> **Rincian Tugas**
Ubah setiap baris dalam daftar berikut menjadi butir bernomor, tanpa menyertakan baris kosong.
◇ ◇ ◇
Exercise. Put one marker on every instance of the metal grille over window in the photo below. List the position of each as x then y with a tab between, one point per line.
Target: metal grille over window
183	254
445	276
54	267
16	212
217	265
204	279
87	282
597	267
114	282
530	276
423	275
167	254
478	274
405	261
◇ ◇ ◇
> **Jawaban Akhir**
1. Exercise. Put one marker on every instance of the metal grille over window in the photo below. List the position of each as x then y with a tab between, one point per line.
2. Target: metal grille over window
3. 183	254
4. 445	276
5. 54	267
6. 16	212
7. 217	265
8. 204	279
9. 87	282
10. 597	267
11. 114	282
12. 530	276
13. 423	275
14. 167	254
15. 478	274
16. 405	261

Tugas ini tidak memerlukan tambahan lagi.